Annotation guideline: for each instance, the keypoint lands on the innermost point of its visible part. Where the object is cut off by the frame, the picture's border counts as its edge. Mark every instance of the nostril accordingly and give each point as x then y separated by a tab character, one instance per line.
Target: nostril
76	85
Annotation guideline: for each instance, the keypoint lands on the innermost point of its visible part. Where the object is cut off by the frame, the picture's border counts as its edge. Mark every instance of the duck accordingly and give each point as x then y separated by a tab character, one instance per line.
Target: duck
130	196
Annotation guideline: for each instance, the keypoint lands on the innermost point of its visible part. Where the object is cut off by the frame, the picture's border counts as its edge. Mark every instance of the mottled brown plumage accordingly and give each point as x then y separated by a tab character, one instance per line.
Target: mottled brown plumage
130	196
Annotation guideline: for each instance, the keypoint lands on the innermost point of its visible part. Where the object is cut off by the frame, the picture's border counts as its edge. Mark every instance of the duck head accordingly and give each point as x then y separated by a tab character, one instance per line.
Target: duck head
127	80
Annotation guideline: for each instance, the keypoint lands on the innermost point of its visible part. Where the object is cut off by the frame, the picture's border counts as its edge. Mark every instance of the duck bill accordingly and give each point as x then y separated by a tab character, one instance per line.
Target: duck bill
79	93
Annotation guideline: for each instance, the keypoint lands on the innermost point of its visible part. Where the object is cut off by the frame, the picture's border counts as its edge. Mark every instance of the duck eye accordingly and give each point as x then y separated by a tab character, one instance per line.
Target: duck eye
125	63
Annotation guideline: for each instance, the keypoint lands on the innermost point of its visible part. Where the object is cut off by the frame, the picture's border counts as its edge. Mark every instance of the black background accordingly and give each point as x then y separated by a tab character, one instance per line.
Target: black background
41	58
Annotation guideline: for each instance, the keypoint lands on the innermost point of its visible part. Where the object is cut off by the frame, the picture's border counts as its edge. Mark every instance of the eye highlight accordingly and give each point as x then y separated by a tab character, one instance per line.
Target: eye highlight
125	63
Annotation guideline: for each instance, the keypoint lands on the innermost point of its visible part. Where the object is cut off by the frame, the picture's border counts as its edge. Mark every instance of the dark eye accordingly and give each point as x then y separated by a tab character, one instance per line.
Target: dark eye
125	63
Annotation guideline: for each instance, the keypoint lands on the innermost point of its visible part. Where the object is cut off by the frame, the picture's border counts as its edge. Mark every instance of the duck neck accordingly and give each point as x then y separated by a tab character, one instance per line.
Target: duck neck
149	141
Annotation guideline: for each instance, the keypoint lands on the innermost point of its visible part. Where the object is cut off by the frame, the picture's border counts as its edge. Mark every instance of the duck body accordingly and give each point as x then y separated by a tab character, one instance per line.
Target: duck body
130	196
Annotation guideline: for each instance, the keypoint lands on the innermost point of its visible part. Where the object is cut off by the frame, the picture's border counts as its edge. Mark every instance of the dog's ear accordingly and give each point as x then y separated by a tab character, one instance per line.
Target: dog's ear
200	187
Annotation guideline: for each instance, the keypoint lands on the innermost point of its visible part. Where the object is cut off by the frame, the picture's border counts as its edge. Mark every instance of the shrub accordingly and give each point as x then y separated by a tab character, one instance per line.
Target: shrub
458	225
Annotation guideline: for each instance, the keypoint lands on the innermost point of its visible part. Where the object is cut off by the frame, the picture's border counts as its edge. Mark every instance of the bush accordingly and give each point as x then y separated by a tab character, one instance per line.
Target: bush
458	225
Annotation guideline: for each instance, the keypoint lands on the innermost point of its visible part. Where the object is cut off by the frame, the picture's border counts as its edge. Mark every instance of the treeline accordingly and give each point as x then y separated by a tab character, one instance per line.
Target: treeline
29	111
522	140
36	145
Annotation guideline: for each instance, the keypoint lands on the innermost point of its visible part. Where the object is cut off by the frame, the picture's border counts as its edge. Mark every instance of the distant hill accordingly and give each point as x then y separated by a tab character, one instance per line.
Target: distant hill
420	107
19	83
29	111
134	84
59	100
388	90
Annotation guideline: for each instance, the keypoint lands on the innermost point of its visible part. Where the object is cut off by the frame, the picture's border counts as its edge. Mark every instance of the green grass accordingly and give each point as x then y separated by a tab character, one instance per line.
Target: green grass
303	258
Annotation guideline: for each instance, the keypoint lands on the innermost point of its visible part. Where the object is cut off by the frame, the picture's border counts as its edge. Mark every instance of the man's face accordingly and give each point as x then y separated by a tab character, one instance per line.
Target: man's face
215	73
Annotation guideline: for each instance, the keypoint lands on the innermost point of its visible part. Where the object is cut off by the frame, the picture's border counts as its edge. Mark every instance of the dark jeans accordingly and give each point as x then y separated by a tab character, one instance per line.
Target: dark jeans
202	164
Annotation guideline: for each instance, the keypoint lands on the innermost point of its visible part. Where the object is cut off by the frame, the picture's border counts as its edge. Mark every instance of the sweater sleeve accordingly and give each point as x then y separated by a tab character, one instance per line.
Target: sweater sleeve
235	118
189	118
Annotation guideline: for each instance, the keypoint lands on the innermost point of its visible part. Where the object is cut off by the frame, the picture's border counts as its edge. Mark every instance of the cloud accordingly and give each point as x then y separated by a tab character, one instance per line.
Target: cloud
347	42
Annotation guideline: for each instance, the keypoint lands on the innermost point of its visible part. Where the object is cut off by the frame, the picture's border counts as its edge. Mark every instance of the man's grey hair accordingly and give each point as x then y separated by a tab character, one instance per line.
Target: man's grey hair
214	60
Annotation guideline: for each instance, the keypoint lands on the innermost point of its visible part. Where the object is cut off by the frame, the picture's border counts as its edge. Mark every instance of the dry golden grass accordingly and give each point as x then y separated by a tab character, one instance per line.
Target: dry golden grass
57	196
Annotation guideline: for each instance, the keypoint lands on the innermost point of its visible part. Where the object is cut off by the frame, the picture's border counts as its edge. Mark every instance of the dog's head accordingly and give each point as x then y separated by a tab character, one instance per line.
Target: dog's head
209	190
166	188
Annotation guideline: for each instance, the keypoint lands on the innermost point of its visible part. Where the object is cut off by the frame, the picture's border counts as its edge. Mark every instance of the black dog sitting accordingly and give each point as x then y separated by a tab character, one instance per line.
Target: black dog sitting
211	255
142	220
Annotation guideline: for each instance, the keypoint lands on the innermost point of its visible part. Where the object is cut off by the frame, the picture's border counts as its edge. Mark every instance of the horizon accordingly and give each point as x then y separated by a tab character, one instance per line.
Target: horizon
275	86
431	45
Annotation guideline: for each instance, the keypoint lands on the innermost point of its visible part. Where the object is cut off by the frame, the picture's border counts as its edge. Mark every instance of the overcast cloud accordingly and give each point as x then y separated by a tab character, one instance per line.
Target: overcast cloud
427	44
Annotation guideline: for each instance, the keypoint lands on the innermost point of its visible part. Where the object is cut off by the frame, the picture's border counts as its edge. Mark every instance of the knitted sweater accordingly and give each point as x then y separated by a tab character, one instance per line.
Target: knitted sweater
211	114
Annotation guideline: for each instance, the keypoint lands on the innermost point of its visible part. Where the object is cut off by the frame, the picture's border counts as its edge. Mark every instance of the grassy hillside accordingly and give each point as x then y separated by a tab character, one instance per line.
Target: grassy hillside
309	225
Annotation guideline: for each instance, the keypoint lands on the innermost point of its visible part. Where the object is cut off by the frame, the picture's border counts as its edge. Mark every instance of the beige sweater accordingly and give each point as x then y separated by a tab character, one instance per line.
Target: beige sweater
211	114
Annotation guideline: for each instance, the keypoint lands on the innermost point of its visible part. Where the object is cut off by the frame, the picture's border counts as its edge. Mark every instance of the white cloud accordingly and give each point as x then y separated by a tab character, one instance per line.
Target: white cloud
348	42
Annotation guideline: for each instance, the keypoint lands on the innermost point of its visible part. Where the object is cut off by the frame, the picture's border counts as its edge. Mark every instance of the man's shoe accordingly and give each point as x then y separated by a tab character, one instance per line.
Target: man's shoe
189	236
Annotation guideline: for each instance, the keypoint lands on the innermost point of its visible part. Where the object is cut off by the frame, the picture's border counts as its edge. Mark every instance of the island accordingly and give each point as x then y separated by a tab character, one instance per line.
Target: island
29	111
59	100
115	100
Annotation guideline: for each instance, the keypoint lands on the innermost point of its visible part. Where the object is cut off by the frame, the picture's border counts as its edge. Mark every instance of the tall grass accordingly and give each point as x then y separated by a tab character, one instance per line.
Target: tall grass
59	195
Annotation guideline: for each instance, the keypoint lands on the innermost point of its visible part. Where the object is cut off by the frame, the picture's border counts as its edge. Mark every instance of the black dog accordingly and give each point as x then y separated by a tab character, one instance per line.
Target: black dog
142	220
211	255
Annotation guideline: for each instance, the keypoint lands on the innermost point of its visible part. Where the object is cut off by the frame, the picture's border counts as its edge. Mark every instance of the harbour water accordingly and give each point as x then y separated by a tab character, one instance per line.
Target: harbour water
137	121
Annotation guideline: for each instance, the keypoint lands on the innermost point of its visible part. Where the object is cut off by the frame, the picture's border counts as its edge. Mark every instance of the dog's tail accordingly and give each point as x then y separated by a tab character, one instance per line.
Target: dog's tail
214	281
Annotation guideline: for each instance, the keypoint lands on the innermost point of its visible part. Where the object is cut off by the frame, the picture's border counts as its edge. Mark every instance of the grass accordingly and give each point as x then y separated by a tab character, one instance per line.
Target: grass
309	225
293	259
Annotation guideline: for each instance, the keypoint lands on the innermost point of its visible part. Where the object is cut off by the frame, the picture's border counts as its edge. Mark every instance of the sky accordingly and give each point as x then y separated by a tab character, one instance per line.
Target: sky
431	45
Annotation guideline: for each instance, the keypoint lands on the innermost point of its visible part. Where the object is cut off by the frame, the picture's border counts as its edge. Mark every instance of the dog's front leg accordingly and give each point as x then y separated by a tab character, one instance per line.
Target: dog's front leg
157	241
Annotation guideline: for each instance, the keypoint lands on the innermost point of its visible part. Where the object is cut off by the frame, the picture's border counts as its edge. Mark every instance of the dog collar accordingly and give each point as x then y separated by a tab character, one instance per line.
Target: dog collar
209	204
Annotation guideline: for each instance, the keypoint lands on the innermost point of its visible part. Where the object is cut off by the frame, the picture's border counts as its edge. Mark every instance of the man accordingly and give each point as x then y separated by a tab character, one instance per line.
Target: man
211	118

- - - - -

- Instructions for the task -
All lines in the data above from the one with "Target: black dog sitting" through the one with "of the overcast" must be repeated exactly, and no others.

- Solution to this exercise -
Target: black dog sitting
211	255
142	220
Annotation guideline: for each instance, the keypoint lands on the innermost point of its visible part. Where the object is cut off by the frame, the picture's border counts as its edge. Mark every instance of the horizon accordingly and give each point as x then y separated by a tab character, one instance per line.
Target: horizon
275	86
431	45
Annotation guideline: for each instance, the keypoint lands on the innermost point of its visible part. Where the object is cut off by the frame, the picture's border counts as its edge. Mark every instance of the overcast cloud accordingly and give each point as x then y separated by a tab character, one instance per line.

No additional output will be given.